━━━ Provided data ━━━
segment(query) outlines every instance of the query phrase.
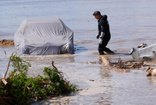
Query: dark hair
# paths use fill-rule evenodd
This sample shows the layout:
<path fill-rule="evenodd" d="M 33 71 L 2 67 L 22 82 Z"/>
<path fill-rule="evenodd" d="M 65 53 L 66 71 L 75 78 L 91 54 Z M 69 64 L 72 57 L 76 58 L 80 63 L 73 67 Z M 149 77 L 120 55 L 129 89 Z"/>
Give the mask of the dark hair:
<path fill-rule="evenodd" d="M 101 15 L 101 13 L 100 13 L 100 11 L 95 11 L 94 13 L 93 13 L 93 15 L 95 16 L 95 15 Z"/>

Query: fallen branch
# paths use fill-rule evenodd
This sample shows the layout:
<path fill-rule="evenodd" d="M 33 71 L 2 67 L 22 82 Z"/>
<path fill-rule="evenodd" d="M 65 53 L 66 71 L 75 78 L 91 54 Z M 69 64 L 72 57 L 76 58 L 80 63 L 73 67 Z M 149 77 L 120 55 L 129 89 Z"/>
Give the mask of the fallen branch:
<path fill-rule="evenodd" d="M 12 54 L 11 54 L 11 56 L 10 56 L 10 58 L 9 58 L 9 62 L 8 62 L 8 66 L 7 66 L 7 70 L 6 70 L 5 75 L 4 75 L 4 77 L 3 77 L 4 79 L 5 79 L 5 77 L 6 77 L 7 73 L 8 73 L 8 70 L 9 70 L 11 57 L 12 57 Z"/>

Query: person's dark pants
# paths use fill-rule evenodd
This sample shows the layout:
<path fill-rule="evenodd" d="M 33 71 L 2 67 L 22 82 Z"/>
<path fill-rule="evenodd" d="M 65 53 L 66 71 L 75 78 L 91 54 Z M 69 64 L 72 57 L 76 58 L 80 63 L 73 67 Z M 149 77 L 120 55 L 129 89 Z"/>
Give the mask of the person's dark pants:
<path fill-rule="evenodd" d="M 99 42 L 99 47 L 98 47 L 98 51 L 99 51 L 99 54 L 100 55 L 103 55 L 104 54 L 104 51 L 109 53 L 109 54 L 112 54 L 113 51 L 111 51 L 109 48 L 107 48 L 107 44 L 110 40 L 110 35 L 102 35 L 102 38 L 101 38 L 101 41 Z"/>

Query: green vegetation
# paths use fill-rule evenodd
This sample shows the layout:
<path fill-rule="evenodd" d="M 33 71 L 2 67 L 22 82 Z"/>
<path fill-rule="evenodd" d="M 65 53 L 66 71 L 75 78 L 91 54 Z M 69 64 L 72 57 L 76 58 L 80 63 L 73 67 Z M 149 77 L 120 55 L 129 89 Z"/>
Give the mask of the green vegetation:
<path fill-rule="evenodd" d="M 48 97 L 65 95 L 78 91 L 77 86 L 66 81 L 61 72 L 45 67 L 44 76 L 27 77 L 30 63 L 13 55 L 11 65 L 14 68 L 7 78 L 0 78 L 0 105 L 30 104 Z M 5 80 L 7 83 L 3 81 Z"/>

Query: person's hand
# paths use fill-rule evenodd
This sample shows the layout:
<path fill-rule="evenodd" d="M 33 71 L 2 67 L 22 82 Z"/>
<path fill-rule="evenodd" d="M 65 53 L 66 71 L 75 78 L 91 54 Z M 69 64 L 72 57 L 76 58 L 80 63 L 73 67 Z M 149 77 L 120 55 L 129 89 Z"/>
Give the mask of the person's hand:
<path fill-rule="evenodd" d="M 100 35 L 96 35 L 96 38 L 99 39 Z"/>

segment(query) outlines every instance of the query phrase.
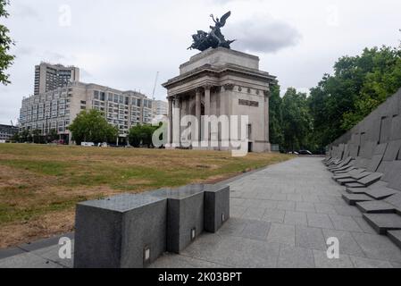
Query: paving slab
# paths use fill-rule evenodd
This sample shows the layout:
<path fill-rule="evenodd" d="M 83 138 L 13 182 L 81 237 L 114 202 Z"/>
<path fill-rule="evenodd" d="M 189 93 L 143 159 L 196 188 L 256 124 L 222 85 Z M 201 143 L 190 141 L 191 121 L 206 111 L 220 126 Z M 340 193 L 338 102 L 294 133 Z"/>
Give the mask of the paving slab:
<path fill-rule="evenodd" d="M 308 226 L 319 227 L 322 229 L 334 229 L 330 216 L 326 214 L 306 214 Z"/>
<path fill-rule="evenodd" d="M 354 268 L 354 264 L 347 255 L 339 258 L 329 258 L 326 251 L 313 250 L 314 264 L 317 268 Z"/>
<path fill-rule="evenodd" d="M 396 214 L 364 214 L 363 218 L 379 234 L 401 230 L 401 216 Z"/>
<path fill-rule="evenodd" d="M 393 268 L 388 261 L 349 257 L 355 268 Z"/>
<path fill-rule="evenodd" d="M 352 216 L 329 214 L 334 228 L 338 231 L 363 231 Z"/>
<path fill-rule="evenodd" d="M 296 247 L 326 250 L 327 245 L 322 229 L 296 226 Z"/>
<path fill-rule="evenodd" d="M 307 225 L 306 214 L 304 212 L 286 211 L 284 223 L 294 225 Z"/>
━━━
What is expected
Lay out every line of the entries above as a JSON list of strings, one string per line, skipping blank lines. Leave the pictures out.

Answer below
[
  "segment(query) outlines every instance of the query phrase.",
  "Query: dark hair",
  "# paths use fill-rule evenodd",
  "This sample shows the layout:",
  "<path fill-rule=\"evenodd\" d=\"M 33 71 L 2 67 L 22 82 Z\"/>",
  "<path fill-rule=\"evenodd\" d=\"M 65 53 L 66 71 L 75 78 L 91 54 Z M 69 64 L 72 57 L 76 58 L 80 63 L 73 67 Z M 149 77 L 120 55 L 129 89 Z\"/>",
  "Give the mask of the dark hair:",
  "<path fill-rule=\"evenodd\" d=\"M 101 15 L 101 13 L 100 13 L 100 11 L 95 11 L 94 13 L 93 13 L 93 15 L 95 16 L 95 15 Z\"/>",
  "Query: fallen branch",
  "# paths use fill-rule evenodd",
  "This sample shows the layout:",
  "<path fill-rule=\"evenodd\" d=\"M 33 71 L 2 67 L 22 82 Z\"/>",
  "<path fill-rule=\"evenodd\" d=\"M 65 53 L 66 71 L 75 78 L 91 54 Z M 69 64 L 72 57 L 76 58 L 80 63 L 73 67 Z M 149 77 L 120 55 L 129 89 Z\"/>",
  "Give the mask of the fallen branch:",
  "<path fill-rule=\"evenodd\" d=\"M 12 54 L 11 54 L 11 56 L 10 56 L 10 58 L 9 58 L 9 62 L 8 62 L 8 66 L 7 66 L 7 70 L 6 70 L 5 75 L 4 75 L 4 77 L 3 77 L 4 79 L 5 79 L 5 77 L 6 77 L 7 73 L 8 73 L 8 70 L 9 70 L 11 57 L 12 57 Z\"/>",
  "Query: person's dark pants",
  "# paths use fill-rule evenodd",
  "This sample shows the layout:",
  "<path fill-rule=\"evenodd\" d=\"M 33 71 L 2 67 L 22 82 Z\"/>",
  "<path fill-rule=\"evenodd\" d=\"M 65 53 L 66 71 L 75 78 L 91 54 Z M 69 64 L 72 57 L 76 58 L 80 63 L 73 67 Z M 149 77 L 120 55 L 129 89 Z\"/>",
  "Give the mask of the person's dark pants:",
  "<path fill-rule=\"evenodd\" d=\"M 99 42 L 99 47 L 98 47 L 98 51 L 99 51 L 99 54 L 100 55 L 103 55 L 104 54 L 104 51 L 109 53 L 109 54 L 112 54 L 113 51 L 111 51 L 109 48 L 107 48 L 107 44 L 110 40 L 110 35 L 102 35 L 102 38 L 101 38 L 101 41 Z\"/>",
  "Query: green vegetation",
  "# paths use fill-rule evenodd",
  "This sample shows the layout:",
  "<path fill-rule=\"evenodd\" d=\"M 33 71 L 2 67 L 22 82 Z\"/>",
  "<path fill-rule=\"evenodd\" d=\"M 65 53 L 66 71 L 75 78 L 91 54 Z M 69 64 L 72 57 L 76 58 L 80 63 L 73 67 Z M 149 77 L 120 55 L 129 89 Z\"/>",
  "Give the mask of the green vegetation:",
  "<path fill-rule=\"evenodd\" d=\"M 48 97 L 65 95 L 78 91 L 77 86 L 66 81 L 61 72 L 45 67 L 44 76 L 27 77 L 30 63 L 13 55 L 11 65 L 14 68 L 7 78 L 0 78 L 0 105 L 30 104 Z M 5 80 L 7 83 L 3 81 Z\"/>",
  "Query: person's hand",
  "# paths use fill-rule evenodd",
  "This sample shows the layout:",
  "<path fill-rule=\"evenodd\" d=\"M 33 71 L 2 67 L 22 82 Z\"/>",
  "<path fill-rule=\"evenodd\" d=\"M 65 53 L 66 71 L 75 78 L 91 54 Z M 69 64 L 72 57 L 76 58 L 80 63 L 73 67 Z M 149 77 L 120 55 L 129 89 Z\"/>",
  "Give the mask of the person's hand:",
  "<path fill-rule=\"evenodd\" d=\"M 100 35 L 96 35 L 96 38 L 99 39 Z\"/>",
  "segment(query) outlines every instance of the query phrase.",
  "Query: paving slab",
  "# paths use fill-rule evenodd",
  "This sample shows the layout:",
  "<path fill-rule=\"evenodd\" d=\"M 83 138 L 13 182 L 81 237 L 114 202 Z\"/>",
  "<path fill-rule=\"evenodd\" d=\"M 189 93 L 143 159 L 196 188 L 256 124 L 222 85 Z M 201 143 L 190 141 L 191 121 L 206 111 L 220 126 Z M 340 193 L 338 102 L 294 133 Z\"/>",
  "Give the mask of the paving slab:",
  "<path fill-rule=\"evenodd\" d=\"M 308 226 L 319 227 L 322 229 L 334 229 L 330 216 L 326 214 L 306 214 Z\"/>",
  "<path fill-rule=\"evenodd\" d=\"M 354 268 L 354 264 L 347 255 L 339 258 L 329 258 L 326 251 L 313 250 L 314 264 L 317 268 Z\"/>",
  "<path fill-rule=\"evenodd\" d=\"M 396 214 L 364 214 L 363 218 L 379 234 L 401 230 L 401 216 Z\"/>",
  "<path fill-rule=\"evenodd\" d=\"M 393 268 L 388 261 L 349 257 L 355 268 Z\"/>",
  "<path fill-rule=\"evenodd\" d=\"M 352 216 L 329 214 L 334 228 L 338 231 L 363 231 Z\"/>",
  "<path fill-rule=\"evenodd\" d=\"M 296 247 L 326 250 L 327 245 L 322 229 L 296 226 Z\"/>",
  "<path fill-rule=\"evenodd\" d=\"M 307 225 L 306 214 L 304 212 L 286 211 L 284 223 L 294 225 Z\"/>"
]